**What the exercise asks:**
Your answer must be an exact repetition of every record.

====== Extracted information

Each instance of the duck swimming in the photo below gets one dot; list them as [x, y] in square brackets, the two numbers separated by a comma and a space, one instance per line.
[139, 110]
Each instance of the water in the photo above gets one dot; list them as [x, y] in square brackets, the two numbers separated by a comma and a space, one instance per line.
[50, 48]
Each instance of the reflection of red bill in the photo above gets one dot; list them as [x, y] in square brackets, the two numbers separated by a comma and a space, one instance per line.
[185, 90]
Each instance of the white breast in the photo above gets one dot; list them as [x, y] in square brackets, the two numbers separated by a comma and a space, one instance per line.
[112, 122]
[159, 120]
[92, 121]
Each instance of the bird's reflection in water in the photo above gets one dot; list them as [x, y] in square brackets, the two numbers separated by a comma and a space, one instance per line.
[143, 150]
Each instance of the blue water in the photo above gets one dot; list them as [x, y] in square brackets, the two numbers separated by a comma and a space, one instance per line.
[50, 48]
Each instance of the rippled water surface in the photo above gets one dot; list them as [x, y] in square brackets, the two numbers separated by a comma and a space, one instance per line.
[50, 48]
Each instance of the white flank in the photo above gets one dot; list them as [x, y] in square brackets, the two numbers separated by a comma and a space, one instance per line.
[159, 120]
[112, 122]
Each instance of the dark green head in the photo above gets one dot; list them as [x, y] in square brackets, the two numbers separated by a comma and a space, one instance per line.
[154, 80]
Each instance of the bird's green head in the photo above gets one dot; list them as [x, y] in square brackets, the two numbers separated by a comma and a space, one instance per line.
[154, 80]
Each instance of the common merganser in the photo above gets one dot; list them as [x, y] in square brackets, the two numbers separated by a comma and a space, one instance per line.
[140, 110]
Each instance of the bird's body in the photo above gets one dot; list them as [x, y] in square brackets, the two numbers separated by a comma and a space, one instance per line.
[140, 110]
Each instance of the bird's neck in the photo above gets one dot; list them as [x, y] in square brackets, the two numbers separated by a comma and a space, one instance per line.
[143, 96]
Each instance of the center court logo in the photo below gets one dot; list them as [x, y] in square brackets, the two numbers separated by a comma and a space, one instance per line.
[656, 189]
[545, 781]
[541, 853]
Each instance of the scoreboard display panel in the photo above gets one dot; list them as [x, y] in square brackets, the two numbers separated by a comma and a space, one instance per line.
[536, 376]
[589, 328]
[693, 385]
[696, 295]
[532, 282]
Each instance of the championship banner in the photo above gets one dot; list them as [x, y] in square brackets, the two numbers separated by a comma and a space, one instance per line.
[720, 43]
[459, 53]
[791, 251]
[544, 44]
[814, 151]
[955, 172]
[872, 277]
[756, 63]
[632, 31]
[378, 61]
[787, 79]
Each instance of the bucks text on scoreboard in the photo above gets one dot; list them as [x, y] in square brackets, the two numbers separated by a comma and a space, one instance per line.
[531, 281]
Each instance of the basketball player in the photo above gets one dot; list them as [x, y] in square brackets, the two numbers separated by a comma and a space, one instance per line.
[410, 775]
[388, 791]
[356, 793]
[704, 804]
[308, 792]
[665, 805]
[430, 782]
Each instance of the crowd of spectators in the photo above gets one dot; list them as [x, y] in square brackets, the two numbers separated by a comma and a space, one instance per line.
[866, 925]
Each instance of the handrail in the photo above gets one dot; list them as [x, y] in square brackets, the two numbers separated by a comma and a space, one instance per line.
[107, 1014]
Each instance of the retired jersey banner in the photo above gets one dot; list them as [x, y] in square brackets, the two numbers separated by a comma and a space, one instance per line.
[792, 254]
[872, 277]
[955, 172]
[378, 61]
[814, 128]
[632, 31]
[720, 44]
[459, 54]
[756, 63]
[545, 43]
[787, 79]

============

**Task output:**
Each instance of the duck swimming in the photo below gets one dot; list them as [x, y] in square brackets, the two numbers separated by a comma and a space, one instance per line.
[139, 110]
Each instance of the water in the photo above gets one dot; list them as [x, y] in square brackets, the two numbers separated by a comma and a space, one instance per line.
[50, 48]
Each instance of the reflection of red bill in the photo above gets one dot; list them as [x, y] in square brackets, the two numbers separated by a comma and a space, one instance per line.
[185, 90]
Each instance of the white breast in the photo above gets one dot; list them as [x, y] in square brackets, the two numbers separated by a comma and a space, one instance per line.
[112, 122]
[159, 120]
[92, 121]
Each instance of the bird's reflection in water in the photo above gets one dot; list them as [x, y] in square brackets, the two numbers separated by a comma and a space, one instance per line.
[143, 150]
Each instance of the blue water in the photo above gets one dot; list them as [x, y] in square brackets, the two numbers separated by a comma and a space, one instance per line.
[50, 48]
Each instance of the rippled water surface in the photo above gets one dot; list them as [x, y] in square brackets, the two numbers separated by a comma and a space, one instance per line.
[50, 48]
Each instance of the white flank in the photo above gets one dot; list them as [x, y] in square brackets, the two numbers separated by a comma and a space, one instance per line.
[159, 120]
[112, 122]
Each instance of the dark green head in the photo above gets one dot; list them as [x, y] in square brackets, the two numbers separated by a comma and a space, one instance per line.
[154, 80]
Each instance of the bird's green head in the photo above gets one dot; list them as [x, y] in square brackets, the two numbers separated by a comma and a space, one instance per line.
[154, 80]
Each instance of the common merganser in the photo above gets one dot; list them as [x, y] in square brackets, the two numbers separated by a comma and a space, one instance per line.
[140, 110]
Each instance of the bird's body in the photo above gets one dot; list them as [x, y] in square brackets, the two numbers separated by a comma and a space, one instance per line.
[140, 110]
Each instance of the bird's neck in the photo above gets one dot; list them as [x, y] in square brackets, the two numbers separated by a comma and a space, one instance per line.
[143, 96]
Each instance of the center court logo in the photo below gets one dot; list them as [x, y] in square brackets, the two numbers separated by a comma and a space, one instance per line.
[656, 189]
[545, 781]
[541, 853]
Each instance of the scoreboard display panel in the photo above gets one dot; list them as [x, y] in square brackets, the two numbers separated by a comma and a space, one instance per line.
[536, 376]
[589, 328]
[693, 385]
[696, 295]
[532, 282]
Each instance of the championship banner in the photo above gets one dot; list them as [x, y] in square brackets, the two numbers separated by a comma and a space, one instance per line.
[720, 43]
[459, 53]
[791, 251]
[544, 44]
[814, 151]
[955, 172]
[872, 277]
[756, 63]
[632, 31]
[378, 61]
[787, 79]
Each instance of the bucks text on scoreboard in the photo above gets one dot; list them as [x, y] in square brackets, the two numbers separated by a comma and a space, one instance per line.
[531, 281]
Each instance of the basketball player in the photo above gets one dot; list them as [x, y] in square brackets, the two numbers separated by a comma and a space, one instance per line.
[410, 775]
[388, 791]
[356, 793]
[704, 804]
[308, 792]
[665, 805]
[430, 782]
Each instance of the crowd of spectators in the photo above gets one dot; list them as [x, y] in square brackets, the two numbers separated by a comma and a space, one instance per line.
[866, 925]
Each instance of the handrail in the photo above gets one dot; list them as [x, y] in square brackets, the two numbers separated by a comma and a space, one instance per line.
[107, 1014]
Each instance of the retired jersey banner in the photo above gets one dot; list them as [x, y] in square brackets, the two numbers separated by a comma and a space, one instance per line.
[792, 254]
[872, 277]
[955, 172]
[378, 61]
[814, 128]
[632, 31]
[720, 44]
[459, 54]
[756, 63]
[545, 43]
[787, 79]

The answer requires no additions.